### DOCUMENT EXCERPT

What other cancers are associated with this structural change?

There is another brain tumour that we’re not the main people working on it but we’re collaborating very strongly. Why? Because it has a K27 me3 signature, it’s called ependymoma and those tumours really have no mutation, no alteration. They seem to have the most stable genome. Still the survival at ten years is barely 10-15% and it’s almost as if something happened that either put the cells in the shape that it should never have, like the prion stuff, or they were stuck at the developmental stage, that’s very early, and we need to know based on other studies that are trying to look at brain structure and brain development where we don’t have this. One of the things that is still missing, even though it’s getting better, is the blueprint. What to compare to? Brain development is very complex, many cells, many different cells and having the real blueprint is going to be something that’s also important in order to understand what are those mutations in those paediatric brain tumours doing.

Do genome libraries hold answers to aid treatment?

They do contain a lot of answers so we’ve made use of those data, like data from the Encode Brain Atlas, you name it, even TCJ. I think they are complementary to many things. All data have limits, as long as you understand them and you take advantage of what’s there and you try to improve on it, there are really things that are very, very precious. We have a paper where we showed in another very embryonal brain tumour it’s actually either a pathway that was present during development that’s reawakened or it was stuck at that time. We only could make it because we had those data available. So what we showed is that there was actually a fusion between a gene that’s only expressed in the brain and we didn’t care about the gene because this was a little bit part of it, and microRNAs. And the promotor was the one that was needed because those microRNAs needed expression and they got the promotor expressed and then you go and you reawakened the DNMT3B which is a de novo methyltransferase that’s only exquisitely expressed between eight to twelve weeks of gestation and never after. Using an alternate promotor for this that’s only open during eight to twelve weeks and never after and those microRNAs usually are only expressed in the placenta between eight to twelve weeks and never after. So it’s all through this brain tumour that either get stuck in time or reverted that we were able and it’s only because we had access to those data that we could make sense of our finding and try and understand what was this tumour happening. So, yes, those big data are very important.

Dataset entries:
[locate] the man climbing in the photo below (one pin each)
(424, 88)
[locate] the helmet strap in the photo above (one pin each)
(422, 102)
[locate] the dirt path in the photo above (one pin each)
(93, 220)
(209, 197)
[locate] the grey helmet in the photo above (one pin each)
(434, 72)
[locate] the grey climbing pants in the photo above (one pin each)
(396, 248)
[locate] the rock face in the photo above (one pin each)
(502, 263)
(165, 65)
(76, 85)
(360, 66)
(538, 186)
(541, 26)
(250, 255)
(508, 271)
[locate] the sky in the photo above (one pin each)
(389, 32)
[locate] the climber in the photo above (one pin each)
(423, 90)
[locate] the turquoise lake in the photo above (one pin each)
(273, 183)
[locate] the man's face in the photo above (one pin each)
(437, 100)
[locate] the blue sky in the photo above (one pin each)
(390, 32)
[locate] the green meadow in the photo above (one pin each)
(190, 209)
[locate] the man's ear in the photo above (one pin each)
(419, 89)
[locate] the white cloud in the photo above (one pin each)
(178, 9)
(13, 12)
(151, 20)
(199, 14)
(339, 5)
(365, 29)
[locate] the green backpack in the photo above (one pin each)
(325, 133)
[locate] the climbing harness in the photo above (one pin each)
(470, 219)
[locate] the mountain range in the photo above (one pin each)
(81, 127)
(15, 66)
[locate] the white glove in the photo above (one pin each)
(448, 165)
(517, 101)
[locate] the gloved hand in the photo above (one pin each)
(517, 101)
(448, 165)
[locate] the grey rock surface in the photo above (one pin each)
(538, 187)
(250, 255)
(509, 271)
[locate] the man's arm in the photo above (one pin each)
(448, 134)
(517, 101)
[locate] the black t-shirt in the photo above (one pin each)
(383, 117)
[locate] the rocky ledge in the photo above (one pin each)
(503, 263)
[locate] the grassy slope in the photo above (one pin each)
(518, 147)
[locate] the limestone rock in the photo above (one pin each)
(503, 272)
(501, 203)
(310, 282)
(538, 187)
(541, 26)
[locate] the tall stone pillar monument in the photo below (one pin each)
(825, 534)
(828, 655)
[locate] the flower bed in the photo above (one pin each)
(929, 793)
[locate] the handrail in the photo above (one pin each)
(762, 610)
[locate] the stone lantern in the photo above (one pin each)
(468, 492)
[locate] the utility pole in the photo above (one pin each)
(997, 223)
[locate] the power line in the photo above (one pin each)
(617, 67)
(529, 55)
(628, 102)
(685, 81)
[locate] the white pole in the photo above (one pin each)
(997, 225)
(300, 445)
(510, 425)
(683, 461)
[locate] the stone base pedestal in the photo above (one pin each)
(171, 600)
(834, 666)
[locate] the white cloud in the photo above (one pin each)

### TASK INSTRUCTIONS
In the brain tumor interview above, list everything described as expressed or open only between eight and twelve weeks.

### EXERCISE RESULT
- DNMT3B, a de novo methyltransferase (between eight and twelve weeks of gestation)
- An alternate promotor
- The microRNAs (in the placenta)